▶ WHAT YOU NEED TO DO
1. Do these statements agree with the article on Loudoun County's supervisors? For each, answer yes or no and quote the deciding words from the article. (a) Every member of the Loudoun Board voted on the resolution. (b) The Medicaid expansion covers people earning less than $15,000 a year. (c) Many Republican governors are now dropping their opposition to the Medicaid provision.
2. Could you reproduce word for word everything in the article on Loudoun County's supervisors, from "But we’re trying! Led" down to "care at all."?
Top of TEXT PROVIDED
Manning the ideological barricades

Back in the 1970s and ’80s various left-leaning localities became the butt of national ridicule for declaring themselves nuclear-free zones or taking other meaningless official stands on issues that most grown-ups recognized were the competence of the national government.

Now apparently it is the turn of right-wing loonies to fill this role at the local level.  Loudoun County’s all-Republican all-ideological Board of Supervisors still does not quite equal the supervisors of Virginia’s Chesterfield County and their opposition to nefarious socialist plots to make us ride bicycles, or the county commissioner in Lubbock, Texas, who proposed expanding the sheriff’s department so that when President Obama “turns over sovereignty to the U.N.,” he can be prepared to resist: “He’s going to send in U.N. troops. I don’t want ’em in Lubbock County.”

But we’re trying! Led by deep thinker Supervisor Suzanne Volpe (R-Algonkian), the Loudoun Board recently passed a meaningless official resolution opposing a key component of Obamacare: an expansion of Medicaid so that a person earning less than $15,000 a year can obtain any health care at all.

Interestingly, many Republican governors are now quietly dropping their opposition to this provision, since it comes with a considerable increase in Federal funding to their states. However, Virginia’s right-wing headline-grabbing gubernatorial candidate Attorney General Ken Cuccinelli is still manning the barricades (of course he also opposes Medicare and Social Security, which in his new book he says were programs created by “bad politicians set out to grow government in order to increase their own power and influence”).

The Loudoun resolution passed 8–0, with only Janet Clarke (R-Blue Ridge) abstaining. Guess we have a lot of Cuccinelli supporters on our Board, who are so eager to join the state and national political scene that they don’t have time to deal with mundane matters like funding the schools, making developers pay for the costs they impose on everyone else, or preserving Loudoun’s unique historical, scenic, and rural heritage.
Bottom of TEXT PROVIDED
Top of LISTED RECORDS
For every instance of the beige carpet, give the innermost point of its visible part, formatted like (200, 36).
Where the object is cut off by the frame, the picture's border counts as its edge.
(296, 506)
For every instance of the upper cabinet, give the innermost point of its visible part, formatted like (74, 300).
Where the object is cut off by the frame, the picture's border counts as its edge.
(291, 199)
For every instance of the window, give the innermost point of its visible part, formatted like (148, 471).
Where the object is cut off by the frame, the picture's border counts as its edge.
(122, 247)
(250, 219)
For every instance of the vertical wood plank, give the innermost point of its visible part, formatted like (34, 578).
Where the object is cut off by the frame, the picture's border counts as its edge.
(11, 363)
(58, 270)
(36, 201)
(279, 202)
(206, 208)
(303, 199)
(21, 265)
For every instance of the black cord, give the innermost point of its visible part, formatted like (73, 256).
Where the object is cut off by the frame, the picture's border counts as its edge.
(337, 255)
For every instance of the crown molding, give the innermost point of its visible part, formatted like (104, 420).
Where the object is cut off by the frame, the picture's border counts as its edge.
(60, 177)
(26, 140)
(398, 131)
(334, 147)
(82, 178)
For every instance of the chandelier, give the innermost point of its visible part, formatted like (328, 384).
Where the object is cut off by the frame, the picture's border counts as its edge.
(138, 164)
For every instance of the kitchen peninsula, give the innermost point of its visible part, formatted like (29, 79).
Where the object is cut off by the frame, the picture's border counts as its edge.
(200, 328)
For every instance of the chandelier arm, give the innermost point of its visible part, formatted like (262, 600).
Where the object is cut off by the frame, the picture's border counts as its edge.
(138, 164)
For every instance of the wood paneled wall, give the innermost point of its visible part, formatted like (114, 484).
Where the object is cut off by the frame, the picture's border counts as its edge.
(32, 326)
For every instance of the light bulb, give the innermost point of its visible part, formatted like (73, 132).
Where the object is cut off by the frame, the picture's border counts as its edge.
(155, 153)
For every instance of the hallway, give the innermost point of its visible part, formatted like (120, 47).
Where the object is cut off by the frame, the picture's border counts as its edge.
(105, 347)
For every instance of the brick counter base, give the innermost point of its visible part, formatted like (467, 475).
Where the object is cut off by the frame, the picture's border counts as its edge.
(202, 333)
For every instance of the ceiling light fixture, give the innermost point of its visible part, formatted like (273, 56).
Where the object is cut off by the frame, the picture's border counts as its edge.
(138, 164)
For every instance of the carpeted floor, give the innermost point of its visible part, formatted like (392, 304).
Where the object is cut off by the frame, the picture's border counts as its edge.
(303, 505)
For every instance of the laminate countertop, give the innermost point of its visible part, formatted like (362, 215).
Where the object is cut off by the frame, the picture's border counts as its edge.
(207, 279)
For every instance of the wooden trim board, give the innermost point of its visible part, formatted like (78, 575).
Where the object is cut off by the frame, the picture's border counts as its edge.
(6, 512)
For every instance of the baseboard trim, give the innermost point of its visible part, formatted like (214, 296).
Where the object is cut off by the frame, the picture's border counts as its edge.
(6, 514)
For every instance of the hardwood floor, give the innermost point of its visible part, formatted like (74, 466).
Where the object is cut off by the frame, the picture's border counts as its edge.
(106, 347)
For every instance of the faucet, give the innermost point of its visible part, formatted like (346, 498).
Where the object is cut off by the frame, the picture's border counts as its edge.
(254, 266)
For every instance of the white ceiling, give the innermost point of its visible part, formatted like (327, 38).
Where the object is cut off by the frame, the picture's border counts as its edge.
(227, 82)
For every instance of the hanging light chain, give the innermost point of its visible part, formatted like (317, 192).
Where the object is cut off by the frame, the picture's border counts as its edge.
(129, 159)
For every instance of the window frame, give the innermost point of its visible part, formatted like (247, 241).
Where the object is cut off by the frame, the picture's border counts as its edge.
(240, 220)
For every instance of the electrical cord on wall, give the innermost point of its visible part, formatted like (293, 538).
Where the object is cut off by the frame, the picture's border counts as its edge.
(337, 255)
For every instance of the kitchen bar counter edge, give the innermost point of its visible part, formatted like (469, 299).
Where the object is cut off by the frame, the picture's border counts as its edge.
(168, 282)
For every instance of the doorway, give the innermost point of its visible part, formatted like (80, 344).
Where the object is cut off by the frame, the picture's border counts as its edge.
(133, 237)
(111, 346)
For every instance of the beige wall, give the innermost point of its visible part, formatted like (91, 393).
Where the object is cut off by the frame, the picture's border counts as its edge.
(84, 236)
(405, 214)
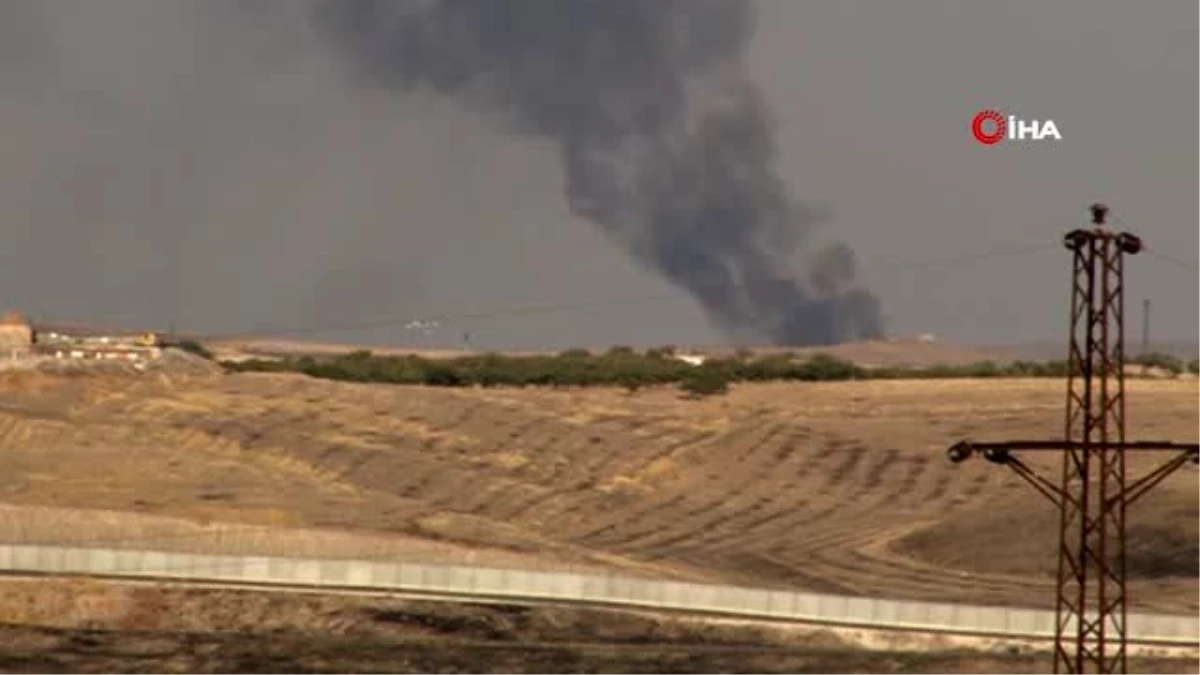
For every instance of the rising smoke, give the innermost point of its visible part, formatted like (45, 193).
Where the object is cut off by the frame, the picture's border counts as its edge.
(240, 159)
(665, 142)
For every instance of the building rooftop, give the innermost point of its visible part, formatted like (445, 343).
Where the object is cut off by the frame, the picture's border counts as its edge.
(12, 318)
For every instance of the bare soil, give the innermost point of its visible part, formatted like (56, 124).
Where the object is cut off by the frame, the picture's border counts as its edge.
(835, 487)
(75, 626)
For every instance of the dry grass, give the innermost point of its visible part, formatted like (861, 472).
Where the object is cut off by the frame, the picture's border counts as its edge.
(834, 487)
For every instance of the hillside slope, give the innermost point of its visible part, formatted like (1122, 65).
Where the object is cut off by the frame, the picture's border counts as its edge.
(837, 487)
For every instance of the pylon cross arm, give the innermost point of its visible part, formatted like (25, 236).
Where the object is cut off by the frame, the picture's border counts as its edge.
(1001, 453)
Bottom of LISTED RECORDS
Top of LISTED RECORDS
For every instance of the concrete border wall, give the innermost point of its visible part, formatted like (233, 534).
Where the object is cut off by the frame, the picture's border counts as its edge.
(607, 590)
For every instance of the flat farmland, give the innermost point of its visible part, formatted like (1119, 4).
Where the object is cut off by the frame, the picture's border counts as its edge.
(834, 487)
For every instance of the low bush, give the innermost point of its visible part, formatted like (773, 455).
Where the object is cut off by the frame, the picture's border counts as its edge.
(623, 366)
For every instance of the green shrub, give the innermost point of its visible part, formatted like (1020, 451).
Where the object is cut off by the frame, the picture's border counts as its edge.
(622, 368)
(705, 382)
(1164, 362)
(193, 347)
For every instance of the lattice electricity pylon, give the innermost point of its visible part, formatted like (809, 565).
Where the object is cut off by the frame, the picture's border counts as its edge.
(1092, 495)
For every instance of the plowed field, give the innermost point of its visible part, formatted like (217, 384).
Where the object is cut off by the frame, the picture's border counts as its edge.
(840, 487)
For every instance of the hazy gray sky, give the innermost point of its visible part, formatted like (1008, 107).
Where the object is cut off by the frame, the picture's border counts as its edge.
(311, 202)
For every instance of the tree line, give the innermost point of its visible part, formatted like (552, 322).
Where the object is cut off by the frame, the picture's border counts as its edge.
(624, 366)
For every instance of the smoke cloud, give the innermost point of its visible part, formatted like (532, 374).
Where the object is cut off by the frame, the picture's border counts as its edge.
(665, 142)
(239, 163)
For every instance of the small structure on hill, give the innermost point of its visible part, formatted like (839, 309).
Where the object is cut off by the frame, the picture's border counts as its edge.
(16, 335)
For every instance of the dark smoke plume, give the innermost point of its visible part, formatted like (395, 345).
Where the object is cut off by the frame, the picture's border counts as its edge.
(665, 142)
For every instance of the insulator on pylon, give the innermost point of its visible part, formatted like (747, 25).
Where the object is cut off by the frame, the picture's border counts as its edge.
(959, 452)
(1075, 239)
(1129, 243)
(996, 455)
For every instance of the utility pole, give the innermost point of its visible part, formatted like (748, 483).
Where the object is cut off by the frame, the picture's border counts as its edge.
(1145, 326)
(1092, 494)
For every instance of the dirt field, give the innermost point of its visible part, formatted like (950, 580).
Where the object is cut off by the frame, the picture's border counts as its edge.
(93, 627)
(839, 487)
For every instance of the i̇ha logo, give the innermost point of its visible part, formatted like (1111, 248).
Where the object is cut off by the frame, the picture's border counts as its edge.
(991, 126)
Bottom of LISTED RECORDS
▶ SOLUTIONS TO EACH TASK
1.
(a) No: "passed 8–0, with only Janet Clarke (R-Blue Ridge) abstaining"
(b) Yes: "a person earning less than $15,000 a year can obtain any health care at all"
(c) Yes: "many Republican governors are now quietly dropping their opposition to this provision"

2.
But we’re trying! Led by deep thinker Supervisor Suzanne Volpe (R-Algonkian), the Loudoun Board recently passed a meaningless official resolution opposing a key component of Obamacare: an expansion of Medicaid so that a person earning less than $15,000 a year can obtain any health care at all.